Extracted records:
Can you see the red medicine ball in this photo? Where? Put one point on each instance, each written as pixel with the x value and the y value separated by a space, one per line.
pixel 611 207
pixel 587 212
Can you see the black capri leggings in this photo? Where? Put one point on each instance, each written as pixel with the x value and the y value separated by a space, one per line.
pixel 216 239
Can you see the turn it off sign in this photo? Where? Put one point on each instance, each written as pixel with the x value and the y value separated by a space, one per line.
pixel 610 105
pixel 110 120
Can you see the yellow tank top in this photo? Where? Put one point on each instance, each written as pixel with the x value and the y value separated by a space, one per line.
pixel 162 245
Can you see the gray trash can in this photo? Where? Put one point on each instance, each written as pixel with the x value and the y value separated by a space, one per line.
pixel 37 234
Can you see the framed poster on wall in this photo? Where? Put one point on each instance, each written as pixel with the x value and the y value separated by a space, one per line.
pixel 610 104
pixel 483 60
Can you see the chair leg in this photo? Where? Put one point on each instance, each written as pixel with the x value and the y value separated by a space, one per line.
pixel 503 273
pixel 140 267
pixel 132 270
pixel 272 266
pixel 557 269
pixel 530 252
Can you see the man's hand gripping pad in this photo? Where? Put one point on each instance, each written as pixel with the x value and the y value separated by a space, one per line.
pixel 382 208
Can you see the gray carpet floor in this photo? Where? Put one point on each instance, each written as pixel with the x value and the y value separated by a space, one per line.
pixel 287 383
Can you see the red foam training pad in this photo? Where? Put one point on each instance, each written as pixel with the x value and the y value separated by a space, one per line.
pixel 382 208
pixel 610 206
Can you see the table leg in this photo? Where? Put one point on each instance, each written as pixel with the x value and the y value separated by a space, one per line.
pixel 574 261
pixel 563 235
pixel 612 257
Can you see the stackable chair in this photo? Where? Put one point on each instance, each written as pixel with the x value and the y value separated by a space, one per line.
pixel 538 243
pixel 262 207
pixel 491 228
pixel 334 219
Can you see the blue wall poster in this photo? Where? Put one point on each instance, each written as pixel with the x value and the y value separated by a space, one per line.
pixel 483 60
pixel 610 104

REQUIRED ACTION:
Beginning with the line that holds "Can you see the stackable", restate word for word every line down to the end of the data, and only those lines.

ANSWER BOX:
Can you see the stackable chair in this photo? Where? Put one point on each instance, each written as pixel with the x value and the y value separated by a space, one per line.
pixel 538 243
pixel 262 207
pixel 491 228
pixel 334 219
Can you see the blue wall poster in this photo? Where? Put one point on each instance, each written as pixel with the x value and the y value separated by a space, one per line.
pixel 483 60
pixel 610 104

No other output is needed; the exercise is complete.